__PAGE EXTRACT__:
◇ ◇ ◇ ◇
Special I/O – TML Programming Details (Firmware version FBxx)

In TML, there are 5 inputs and 2 outputs that have dedicated functions. These are:

Enable input
2 limit switch inputs
2 capture inputs
Ready output
Error output

Remark: On some drives/motors only a part if these special I/O is available. When present, the capture and limit switch inputs and always connected to the same I/O numbers. However, the Enable input as well as the Ready and Error outputs may be assigned to other I/O lines. Their I/O number allocation is specific for each product.

The enable input is a safety input, and can be: active or inactive. On the active level, it enables normal operation. On the inactive level it disables the drive/motor similarly with the AXISOFF command. When the enable input goes from inactive to active level and AXISON command is automatically performed if ACR.1 = 1 or ACR.3 = 1.
◇ ◇ ◇ ◇
[Annotation dataset entries]
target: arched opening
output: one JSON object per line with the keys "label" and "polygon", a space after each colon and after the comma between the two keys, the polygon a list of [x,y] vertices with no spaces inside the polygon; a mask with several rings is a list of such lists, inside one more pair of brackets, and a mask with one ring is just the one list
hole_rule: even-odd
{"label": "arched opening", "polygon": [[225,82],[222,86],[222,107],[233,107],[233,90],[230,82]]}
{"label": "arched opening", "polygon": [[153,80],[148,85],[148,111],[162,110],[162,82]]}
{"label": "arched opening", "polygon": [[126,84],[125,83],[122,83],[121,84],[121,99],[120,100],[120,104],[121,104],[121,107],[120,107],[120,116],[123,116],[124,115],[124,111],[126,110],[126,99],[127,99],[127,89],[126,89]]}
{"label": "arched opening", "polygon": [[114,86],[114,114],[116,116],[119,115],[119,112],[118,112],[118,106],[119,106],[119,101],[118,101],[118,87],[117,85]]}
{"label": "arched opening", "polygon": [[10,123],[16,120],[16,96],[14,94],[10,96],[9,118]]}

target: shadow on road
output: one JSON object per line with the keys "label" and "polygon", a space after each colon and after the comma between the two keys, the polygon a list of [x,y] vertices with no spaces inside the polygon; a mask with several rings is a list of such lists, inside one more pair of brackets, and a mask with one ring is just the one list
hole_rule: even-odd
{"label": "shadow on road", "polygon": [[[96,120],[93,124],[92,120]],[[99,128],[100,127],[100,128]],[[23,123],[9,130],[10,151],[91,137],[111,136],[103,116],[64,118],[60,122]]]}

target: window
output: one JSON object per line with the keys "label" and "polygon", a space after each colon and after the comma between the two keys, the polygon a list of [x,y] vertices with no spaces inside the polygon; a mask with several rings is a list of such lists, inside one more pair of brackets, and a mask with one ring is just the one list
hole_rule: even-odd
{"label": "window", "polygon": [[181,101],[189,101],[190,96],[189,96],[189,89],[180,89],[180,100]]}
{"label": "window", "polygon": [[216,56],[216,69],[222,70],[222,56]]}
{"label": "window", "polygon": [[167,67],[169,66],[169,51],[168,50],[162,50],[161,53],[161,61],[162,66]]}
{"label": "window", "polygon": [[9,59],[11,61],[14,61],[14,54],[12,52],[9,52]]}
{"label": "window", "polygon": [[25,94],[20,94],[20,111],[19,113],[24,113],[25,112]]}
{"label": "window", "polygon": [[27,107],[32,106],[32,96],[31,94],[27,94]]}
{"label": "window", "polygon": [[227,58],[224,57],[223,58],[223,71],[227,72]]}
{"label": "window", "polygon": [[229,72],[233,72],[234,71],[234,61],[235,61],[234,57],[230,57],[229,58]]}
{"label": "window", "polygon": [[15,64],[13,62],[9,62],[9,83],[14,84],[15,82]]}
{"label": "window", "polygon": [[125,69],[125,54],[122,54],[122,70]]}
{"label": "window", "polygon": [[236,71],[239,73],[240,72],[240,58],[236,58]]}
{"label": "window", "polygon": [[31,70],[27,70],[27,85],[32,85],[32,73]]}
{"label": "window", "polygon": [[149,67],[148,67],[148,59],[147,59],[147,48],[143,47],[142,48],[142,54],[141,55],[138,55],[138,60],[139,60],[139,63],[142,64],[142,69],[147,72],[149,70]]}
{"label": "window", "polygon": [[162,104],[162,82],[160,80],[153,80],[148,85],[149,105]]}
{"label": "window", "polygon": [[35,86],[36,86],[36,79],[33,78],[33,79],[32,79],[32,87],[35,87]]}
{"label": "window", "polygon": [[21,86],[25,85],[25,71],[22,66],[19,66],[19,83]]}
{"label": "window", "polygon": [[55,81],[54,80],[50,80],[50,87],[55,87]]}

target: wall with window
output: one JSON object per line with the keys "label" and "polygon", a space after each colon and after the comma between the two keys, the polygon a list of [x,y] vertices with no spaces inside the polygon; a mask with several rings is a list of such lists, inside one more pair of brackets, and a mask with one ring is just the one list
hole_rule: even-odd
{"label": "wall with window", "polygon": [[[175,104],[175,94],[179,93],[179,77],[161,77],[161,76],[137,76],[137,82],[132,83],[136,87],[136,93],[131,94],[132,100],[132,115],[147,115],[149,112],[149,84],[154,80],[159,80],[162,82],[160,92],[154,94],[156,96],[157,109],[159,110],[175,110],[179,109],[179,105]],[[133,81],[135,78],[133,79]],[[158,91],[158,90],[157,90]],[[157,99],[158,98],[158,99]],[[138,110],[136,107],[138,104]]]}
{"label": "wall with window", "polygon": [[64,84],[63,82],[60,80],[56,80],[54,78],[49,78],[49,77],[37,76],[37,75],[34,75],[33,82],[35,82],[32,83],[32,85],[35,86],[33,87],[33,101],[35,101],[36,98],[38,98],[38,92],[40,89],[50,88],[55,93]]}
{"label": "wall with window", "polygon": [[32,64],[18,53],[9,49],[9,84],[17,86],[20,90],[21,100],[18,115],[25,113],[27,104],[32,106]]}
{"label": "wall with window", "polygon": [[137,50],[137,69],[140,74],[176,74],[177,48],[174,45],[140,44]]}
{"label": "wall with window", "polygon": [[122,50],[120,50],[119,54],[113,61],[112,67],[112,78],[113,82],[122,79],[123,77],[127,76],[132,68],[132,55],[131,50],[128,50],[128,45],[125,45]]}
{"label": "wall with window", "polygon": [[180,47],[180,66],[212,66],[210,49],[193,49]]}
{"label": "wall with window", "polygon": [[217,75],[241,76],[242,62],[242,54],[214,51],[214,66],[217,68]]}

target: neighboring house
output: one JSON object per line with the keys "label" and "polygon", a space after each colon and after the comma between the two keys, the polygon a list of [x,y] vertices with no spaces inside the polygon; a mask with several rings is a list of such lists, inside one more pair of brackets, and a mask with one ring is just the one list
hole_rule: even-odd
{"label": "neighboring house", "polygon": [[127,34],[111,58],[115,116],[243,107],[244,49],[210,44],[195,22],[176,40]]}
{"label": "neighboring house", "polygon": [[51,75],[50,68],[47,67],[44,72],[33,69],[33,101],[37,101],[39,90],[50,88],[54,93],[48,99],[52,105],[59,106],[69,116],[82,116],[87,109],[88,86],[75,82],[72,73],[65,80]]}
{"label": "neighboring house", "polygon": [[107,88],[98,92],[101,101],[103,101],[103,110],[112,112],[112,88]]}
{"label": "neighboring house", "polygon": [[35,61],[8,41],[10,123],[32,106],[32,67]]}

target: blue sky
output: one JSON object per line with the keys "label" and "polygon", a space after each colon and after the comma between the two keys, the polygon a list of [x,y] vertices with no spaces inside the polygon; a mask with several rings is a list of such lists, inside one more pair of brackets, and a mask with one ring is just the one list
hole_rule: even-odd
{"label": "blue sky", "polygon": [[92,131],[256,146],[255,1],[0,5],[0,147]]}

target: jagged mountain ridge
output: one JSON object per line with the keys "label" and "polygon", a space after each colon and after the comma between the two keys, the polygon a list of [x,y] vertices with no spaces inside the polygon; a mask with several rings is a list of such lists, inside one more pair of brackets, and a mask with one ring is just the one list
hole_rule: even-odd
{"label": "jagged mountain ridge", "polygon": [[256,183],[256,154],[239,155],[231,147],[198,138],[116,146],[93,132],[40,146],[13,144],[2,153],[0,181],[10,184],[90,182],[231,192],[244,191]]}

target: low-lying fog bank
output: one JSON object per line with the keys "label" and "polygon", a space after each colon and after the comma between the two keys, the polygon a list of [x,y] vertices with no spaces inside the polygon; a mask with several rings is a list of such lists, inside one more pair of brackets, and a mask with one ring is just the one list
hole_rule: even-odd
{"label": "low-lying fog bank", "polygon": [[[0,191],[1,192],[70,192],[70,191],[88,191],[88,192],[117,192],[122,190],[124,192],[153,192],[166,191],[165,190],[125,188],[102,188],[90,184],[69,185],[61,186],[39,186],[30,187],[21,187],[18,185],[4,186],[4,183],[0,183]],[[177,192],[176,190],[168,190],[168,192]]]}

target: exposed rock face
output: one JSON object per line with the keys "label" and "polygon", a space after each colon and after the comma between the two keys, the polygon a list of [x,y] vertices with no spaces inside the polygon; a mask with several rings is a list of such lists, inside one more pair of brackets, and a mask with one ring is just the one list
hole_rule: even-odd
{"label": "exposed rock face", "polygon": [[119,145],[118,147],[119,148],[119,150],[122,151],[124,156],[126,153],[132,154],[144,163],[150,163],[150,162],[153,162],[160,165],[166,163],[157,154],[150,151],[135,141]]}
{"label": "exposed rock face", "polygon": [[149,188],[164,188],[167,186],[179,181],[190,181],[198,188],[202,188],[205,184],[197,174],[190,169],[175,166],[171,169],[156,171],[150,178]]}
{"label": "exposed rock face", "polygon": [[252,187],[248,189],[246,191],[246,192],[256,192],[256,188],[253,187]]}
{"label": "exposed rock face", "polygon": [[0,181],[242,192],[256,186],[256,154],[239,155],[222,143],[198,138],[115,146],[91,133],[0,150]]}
◇ ◇ ◇ ◇
__TASK INSTRUCTIONS__:
A) Translate this sentence from the special I/O page into Spanish: "However, the Enable input as well as the Ready and Error outputs may be assigned to other I/O lines."
B) Reproduce the stretch of the special I/O page from "Special I/O –" through "for each product.", switching "Remark" to "Note".

__EXPECTED RESPONSES__:
A) Sin embargo, la entrada Enable, así como las salidas Ready y Error, pueden asignarse a otras líneas de E/S.

B)
Special I/O – TML Programming Details (Firmware version FBxx)

In TML, there are 5 inputs and 2 outputs that have dedicated functions. These are:

Enable input
2 limit switch inputs
2 capture inputs
Ready output
Error output

Note: On some drives/motors only a part if these special I/O is available. When present, the capture and limit switch inputs and always connected to the same I/O numbers. However, the Enable input as well as the Ready and Error outputs may be assigned to other I/O lines. Their I/O number allocation is specific for each product.